Rewrite all of the records below with every "region" changed to "area" and everything else left unchanged. Omit the pictures from your answer.
## begin
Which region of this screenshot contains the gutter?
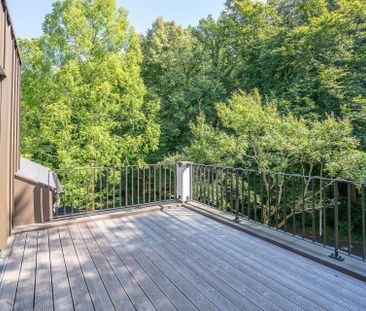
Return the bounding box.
[1,0,22,64]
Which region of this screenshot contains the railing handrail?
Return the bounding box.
[191,163,366,185]
[50,162,175,173]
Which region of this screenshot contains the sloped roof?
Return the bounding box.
[16,158,59,189]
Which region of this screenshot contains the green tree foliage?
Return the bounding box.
[21,0,160,167]
[21,0,366,183]
[187,90,366,179]
[142,18,226,158]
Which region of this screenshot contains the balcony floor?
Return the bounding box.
[0,208,366,311]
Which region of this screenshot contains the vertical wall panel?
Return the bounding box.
[0,0,20,249]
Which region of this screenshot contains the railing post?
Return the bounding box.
[176,162,192,203]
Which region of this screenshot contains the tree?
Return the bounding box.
[21,0,160,167]
[188,90,358,178]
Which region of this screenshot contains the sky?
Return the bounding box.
[7,0,225,38]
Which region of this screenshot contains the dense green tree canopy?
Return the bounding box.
[21,0,159,167]
[21,0,366,179]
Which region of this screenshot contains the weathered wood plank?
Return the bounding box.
[78,224,135,311]
[34,230,53,311]
[68,226,114,311]
[163,208,366,309]
[104,219,219,311]
[174,209,366,293]
[133,216,298,310]
[111,219,246,310]
[88,223,156,311]
[59,227,94,311]
[14,232,37,311]
[98,222,177,310]
[96,222,197,311]
[0,233,27,311]
[132,219,312,310]
[48,229,74,310]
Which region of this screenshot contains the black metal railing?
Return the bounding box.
[50,164,176,219]
[191,164,366,260]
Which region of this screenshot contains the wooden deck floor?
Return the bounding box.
[0,208,366,311]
## end
TASK RESULT
Which area of this screenshot contains the gutter?
Return the bounding box.
[1,0,22,64]
Which area of this screenshot contains the railing handrail?
Return the bounding box.
[191,163,366,185]
[50,162,175,173]
Which area of this screenshot contains the sloped roof?
Return the bounding box.
[16,158,59,189]
Which area of this screenshot contains the green tree foliage?
Return the bounding box.
[21,0,160,167]
[21,0,366,183]
[187,90,366,179]
[142,18,226,158]
Which area of this screenshot contains the balcony floor?
Return the bounding box.
[0,208,366,311]
Which area of this screenshot contains the vertical wall panel?
Return the bounding box.
[0,0,20,249]
Which area of this screenshot contains the railing post?
Return the bounding box.
[176,162,192,203]
Which area of this screenshot contains the tree?
Return the bounding box.
[21,0,160,167]
[188,90,358,178]
Which area of this screenshot contains the sky?
Return the bounding box.
[7,0,225,38]
Which area of this screenshot contains the dense green tree canopy?
Return the bounding box.
[21,0,159,167]
[21,0,366,179]
Which area of this screenshot contains the weathered wood plank?
Return the bounding box.
[78,224,135,311]
[34,230,53,311]
[68,226,114,311]
[163,208,366,309]
[104,219,219,311]
[174,209,366,293]
[133,216,298,310]
[111,219,246,310]
[88,223,156,311]
[59,227,94,311]
[14,232,37,311]
[98,222,177,310]
[96,222,197,311]
[0,233,27,311]
[132,219,312,310]
[48,229,74,310]
Which area of this screenshot contains the black metal railing?
Return the bounding box.
[50,164,176,219]
[191,164,366,260]
Which area of this screenshot contains the wooden deck floor?
Return the bounding box.
[0,208,366,311]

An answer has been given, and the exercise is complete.